-- Your objective --
Within the entries below, find every line that has the string "paper", then copy it.

-- Supplied records --
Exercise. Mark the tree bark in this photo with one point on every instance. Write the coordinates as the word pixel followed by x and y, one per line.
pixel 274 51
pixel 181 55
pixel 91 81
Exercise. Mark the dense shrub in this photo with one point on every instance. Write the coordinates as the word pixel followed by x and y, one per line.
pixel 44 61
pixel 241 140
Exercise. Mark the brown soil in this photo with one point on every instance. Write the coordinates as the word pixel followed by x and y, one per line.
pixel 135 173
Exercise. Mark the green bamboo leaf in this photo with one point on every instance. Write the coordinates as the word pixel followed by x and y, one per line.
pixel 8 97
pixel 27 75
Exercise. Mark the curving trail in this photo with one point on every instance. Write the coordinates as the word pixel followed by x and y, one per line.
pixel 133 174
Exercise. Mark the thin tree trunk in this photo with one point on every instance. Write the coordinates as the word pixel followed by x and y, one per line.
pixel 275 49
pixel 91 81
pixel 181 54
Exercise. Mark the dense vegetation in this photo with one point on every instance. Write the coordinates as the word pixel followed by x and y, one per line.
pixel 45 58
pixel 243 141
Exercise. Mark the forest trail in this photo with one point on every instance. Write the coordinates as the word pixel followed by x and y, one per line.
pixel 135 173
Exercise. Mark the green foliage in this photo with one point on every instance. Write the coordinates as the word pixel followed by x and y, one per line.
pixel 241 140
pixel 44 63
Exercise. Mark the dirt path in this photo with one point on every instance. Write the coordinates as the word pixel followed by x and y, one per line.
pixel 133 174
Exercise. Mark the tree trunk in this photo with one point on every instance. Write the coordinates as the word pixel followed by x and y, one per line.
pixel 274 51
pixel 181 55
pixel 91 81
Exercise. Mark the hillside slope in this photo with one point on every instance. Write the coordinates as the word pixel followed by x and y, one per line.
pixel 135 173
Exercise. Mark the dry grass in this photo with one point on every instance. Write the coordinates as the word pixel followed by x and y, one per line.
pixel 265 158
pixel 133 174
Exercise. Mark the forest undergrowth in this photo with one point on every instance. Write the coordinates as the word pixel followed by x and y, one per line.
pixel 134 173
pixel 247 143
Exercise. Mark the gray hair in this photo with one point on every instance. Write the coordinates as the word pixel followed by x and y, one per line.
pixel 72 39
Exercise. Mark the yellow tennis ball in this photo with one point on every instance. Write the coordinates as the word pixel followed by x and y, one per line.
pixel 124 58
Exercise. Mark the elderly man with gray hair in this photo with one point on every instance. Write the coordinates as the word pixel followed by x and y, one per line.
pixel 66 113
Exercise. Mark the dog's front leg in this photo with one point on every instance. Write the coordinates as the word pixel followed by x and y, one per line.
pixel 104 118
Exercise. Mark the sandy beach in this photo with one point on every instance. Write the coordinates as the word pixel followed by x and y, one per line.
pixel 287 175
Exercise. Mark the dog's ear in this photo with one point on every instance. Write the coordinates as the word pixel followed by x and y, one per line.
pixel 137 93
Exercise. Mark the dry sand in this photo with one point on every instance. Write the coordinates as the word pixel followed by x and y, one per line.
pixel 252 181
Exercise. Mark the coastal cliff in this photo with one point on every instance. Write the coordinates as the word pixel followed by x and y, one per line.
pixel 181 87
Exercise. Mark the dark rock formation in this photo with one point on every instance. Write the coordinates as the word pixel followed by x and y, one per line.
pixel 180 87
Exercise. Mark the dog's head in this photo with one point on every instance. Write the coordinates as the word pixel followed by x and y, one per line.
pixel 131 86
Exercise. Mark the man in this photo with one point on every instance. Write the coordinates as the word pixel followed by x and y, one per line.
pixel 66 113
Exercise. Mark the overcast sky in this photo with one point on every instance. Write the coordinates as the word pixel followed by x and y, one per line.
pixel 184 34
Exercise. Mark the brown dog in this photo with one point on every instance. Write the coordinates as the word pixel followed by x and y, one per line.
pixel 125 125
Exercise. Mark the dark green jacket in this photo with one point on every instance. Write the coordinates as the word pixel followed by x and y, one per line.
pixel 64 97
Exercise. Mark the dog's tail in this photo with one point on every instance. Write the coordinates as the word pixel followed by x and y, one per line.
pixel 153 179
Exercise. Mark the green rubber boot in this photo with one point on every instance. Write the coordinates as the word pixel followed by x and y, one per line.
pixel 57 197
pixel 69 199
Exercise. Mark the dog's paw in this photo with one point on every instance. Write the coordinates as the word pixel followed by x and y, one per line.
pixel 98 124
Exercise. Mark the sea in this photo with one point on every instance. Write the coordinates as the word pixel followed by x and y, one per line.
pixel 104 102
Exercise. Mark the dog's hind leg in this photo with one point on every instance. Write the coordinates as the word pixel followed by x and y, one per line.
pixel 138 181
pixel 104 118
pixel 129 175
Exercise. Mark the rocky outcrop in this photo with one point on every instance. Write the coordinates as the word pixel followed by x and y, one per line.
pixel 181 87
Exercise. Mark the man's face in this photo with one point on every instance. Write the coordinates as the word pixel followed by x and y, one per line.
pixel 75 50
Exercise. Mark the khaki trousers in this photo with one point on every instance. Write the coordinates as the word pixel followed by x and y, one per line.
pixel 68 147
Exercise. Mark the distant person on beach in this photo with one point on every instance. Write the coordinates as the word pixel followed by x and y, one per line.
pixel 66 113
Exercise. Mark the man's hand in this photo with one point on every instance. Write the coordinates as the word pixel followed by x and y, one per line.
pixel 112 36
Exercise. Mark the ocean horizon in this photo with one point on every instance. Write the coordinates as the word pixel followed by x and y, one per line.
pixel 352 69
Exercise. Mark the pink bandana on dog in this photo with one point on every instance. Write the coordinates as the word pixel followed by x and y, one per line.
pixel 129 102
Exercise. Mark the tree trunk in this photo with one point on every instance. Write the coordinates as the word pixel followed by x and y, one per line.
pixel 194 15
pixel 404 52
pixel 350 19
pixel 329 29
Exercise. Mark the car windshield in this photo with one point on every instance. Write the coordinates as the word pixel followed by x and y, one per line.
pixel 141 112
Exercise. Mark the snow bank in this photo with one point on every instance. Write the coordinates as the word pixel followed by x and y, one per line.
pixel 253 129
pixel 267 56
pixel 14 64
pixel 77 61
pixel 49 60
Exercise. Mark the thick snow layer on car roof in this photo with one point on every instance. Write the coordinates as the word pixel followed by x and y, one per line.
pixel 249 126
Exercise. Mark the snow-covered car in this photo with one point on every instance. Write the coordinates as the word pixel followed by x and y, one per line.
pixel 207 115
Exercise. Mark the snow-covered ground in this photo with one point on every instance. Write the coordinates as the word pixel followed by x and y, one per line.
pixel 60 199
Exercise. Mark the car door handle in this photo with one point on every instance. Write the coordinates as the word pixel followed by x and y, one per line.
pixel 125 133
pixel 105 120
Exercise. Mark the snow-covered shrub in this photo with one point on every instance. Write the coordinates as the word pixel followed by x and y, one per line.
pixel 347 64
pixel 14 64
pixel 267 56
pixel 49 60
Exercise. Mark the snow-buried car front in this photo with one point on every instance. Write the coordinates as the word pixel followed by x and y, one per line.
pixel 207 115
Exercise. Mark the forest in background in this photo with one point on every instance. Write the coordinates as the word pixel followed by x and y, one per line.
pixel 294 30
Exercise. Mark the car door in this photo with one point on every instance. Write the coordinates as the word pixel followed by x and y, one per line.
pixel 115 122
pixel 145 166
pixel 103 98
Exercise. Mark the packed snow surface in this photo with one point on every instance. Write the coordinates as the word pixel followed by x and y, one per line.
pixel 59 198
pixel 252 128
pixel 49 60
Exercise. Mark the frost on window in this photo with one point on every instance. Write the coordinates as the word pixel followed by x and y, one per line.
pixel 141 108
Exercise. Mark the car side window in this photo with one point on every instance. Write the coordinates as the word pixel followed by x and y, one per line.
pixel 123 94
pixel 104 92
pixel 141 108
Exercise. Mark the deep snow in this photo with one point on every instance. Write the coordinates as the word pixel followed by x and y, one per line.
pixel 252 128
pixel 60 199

--

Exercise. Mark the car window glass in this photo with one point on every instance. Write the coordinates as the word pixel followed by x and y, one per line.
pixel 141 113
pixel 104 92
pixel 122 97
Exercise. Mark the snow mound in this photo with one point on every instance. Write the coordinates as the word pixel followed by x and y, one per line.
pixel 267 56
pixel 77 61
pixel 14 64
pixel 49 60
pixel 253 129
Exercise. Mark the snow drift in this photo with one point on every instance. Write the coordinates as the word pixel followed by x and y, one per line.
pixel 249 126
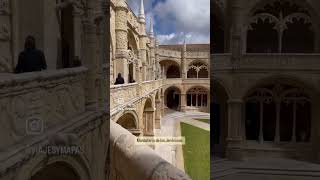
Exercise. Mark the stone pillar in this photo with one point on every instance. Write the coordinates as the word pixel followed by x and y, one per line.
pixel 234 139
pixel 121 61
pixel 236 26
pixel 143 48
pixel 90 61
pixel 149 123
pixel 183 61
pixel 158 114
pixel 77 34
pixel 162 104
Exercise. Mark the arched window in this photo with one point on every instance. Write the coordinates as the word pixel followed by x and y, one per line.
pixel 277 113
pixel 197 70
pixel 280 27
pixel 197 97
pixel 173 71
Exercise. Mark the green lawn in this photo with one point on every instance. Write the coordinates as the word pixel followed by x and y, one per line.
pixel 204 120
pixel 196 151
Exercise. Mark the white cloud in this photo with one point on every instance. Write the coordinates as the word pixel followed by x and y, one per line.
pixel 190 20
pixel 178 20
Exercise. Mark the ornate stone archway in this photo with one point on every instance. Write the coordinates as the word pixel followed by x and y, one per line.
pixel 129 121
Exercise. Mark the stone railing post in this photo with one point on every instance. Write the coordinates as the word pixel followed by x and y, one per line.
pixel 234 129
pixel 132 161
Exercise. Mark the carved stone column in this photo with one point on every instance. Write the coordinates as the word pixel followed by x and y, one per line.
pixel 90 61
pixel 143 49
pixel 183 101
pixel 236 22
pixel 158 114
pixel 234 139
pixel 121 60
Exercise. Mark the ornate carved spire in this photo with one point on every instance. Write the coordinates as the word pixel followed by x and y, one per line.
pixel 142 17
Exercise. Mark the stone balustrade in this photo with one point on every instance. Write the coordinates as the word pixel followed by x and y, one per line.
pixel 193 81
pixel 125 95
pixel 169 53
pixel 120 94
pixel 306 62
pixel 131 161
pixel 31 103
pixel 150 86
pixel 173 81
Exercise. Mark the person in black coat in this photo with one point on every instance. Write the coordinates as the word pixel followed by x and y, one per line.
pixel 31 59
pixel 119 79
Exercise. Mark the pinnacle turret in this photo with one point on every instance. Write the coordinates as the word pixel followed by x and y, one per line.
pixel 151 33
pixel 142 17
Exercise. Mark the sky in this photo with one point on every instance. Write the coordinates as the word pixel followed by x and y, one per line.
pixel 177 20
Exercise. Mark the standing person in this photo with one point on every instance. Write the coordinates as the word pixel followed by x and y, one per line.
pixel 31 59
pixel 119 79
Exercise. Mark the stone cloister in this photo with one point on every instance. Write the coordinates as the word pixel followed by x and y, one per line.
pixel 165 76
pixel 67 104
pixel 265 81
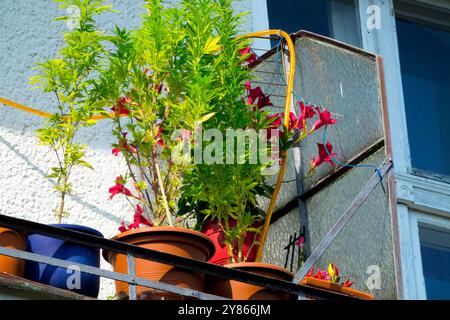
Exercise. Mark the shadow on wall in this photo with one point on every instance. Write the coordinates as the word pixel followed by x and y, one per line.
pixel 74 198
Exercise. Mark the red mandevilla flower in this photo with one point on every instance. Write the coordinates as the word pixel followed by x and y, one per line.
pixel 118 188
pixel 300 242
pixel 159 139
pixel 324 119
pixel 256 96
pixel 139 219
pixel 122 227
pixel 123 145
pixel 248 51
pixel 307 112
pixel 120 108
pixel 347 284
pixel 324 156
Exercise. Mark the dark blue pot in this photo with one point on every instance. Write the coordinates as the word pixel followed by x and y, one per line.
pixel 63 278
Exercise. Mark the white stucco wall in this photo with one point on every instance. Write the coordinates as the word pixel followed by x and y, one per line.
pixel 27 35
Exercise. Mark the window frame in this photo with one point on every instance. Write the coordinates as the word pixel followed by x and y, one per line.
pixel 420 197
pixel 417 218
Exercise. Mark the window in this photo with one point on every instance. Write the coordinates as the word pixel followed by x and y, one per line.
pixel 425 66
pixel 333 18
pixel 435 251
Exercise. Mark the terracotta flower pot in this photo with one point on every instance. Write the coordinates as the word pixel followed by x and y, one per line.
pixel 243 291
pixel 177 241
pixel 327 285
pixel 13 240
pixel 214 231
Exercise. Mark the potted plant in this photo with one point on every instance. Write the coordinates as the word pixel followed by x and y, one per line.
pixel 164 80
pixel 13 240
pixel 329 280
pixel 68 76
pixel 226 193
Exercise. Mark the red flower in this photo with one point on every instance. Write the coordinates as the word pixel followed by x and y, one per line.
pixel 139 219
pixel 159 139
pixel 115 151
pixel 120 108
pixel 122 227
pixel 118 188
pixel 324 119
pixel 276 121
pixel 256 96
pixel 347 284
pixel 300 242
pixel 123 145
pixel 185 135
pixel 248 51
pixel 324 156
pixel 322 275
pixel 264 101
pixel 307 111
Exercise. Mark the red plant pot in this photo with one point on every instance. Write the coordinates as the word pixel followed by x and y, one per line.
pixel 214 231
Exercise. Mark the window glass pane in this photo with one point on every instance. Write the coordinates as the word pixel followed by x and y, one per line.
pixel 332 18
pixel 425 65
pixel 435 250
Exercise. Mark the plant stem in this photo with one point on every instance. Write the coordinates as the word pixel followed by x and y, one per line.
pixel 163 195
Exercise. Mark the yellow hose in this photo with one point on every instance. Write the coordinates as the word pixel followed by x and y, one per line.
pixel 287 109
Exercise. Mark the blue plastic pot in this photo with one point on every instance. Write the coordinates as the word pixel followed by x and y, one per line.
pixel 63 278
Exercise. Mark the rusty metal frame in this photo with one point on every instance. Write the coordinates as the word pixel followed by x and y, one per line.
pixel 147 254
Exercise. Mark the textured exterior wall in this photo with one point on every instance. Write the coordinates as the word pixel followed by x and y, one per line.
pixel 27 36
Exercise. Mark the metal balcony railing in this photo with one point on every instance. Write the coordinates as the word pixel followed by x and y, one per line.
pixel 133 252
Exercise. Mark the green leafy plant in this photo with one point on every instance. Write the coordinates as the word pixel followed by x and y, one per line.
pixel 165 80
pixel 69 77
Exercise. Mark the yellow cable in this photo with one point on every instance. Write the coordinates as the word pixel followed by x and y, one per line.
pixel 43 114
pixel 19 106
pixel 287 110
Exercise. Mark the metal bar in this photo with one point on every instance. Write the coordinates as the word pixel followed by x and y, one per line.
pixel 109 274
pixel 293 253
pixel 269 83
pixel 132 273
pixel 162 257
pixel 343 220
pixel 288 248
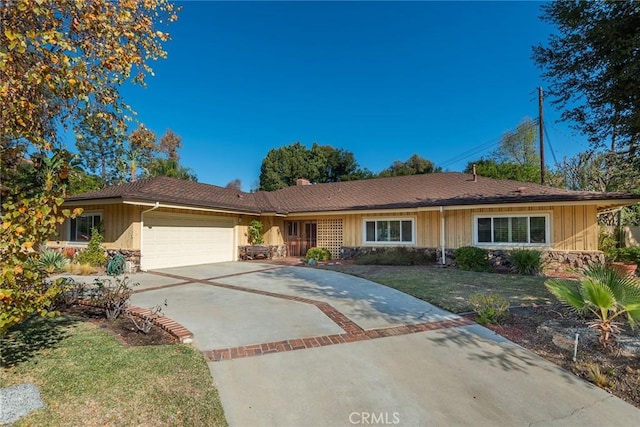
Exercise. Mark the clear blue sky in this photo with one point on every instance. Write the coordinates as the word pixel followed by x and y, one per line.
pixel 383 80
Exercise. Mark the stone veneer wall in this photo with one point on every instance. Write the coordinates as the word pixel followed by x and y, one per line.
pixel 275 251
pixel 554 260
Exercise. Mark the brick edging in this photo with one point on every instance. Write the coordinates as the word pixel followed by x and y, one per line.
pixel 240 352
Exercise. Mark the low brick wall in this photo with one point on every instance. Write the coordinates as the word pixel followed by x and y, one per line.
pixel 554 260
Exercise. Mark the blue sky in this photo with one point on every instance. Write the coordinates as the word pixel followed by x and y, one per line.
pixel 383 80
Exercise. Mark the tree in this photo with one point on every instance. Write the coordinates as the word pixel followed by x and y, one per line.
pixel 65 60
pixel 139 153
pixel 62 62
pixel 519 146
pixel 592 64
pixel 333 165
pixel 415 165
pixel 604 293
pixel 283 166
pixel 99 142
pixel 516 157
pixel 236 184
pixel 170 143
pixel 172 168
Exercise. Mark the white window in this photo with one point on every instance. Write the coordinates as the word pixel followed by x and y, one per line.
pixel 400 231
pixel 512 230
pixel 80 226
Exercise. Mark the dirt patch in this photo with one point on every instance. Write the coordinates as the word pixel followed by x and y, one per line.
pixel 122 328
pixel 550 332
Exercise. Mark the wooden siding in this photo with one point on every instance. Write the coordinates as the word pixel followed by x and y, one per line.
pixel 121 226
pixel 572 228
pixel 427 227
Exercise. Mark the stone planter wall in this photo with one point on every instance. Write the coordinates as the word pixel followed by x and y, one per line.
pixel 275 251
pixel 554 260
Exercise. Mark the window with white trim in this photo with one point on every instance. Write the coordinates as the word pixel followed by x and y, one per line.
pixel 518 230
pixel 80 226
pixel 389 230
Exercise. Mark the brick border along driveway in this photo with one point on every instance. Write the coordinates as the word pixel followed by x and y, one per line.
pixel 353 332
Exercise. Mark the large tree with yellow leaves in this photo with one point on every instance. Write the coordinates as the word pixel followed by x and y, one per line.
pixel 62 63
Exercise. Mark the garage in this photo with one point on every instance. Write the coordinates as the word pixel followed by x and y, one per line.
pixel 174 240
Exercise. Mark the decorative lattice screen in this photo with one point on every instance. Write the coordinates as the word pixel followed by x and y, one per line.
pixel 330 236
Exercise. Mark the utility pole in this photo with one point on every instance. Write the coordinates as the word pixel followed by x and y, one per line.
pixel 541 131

...

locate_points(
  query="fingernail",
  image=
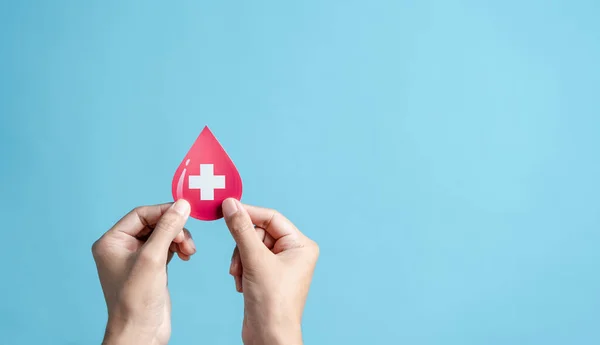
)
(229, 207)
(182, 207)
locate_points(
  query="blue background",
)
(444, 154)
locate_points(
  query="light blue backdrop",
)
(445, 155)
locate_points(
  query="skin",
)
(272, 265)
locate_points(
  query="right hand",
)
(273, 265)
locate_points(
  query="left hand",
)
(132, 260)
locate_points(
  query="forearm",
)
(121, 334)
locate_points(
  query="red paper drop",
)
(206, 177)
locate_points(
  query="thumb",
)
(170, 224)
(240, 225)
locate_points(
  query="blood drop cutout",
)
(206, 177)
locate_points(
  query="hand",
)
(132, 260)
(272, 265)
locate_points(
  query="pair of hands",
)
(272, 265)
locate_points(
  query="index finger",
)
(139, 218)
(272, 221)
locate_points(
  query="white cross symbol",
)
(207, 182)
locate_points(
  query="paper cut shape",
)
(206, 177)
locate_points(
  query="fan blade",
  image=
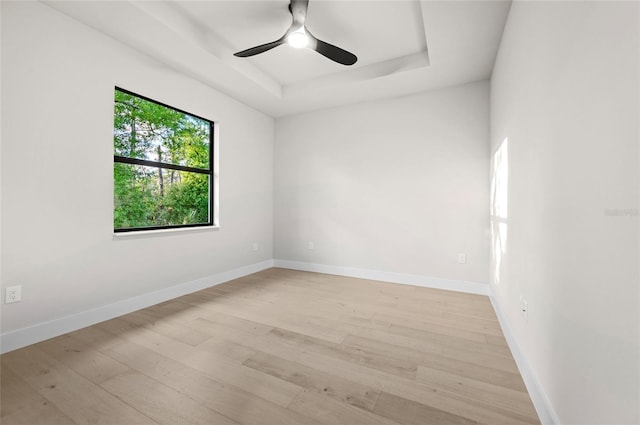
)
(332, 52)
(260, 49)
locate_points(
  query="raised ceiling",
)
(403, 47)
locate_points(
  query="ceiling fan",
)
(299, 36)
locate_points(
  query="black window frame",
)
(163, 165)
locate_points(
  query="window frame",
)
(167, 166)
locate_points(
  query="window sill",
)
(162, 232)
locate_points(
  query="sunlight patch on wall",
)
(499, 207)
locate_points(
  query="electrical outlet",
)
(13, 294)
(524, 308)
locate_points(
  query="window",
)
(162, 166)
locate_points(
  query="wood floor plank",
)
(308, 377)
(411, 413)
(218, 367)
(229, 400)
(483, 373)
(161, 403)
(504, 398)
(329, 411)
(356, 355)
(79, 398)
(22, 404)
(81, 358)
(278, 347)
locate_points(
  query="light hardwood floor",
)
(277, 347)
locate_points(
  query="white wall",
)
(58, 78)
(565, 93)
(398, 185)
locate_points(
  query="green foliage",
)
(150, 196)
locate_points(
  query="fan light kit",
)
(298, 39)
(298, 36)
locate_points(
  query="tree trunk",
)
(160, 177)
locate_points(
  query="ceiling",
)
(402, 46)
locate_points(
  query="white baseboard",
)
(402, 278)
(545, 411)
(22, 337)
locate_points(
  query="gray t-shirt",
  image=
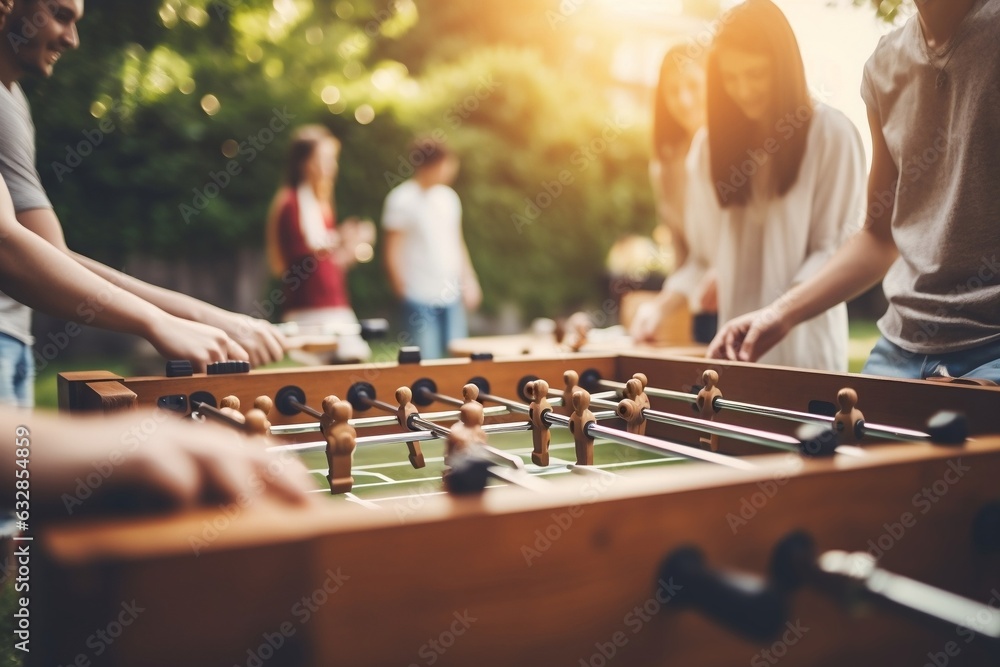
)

-- Exercise solution --
  query="red paper drop",
  query="paper cut shape",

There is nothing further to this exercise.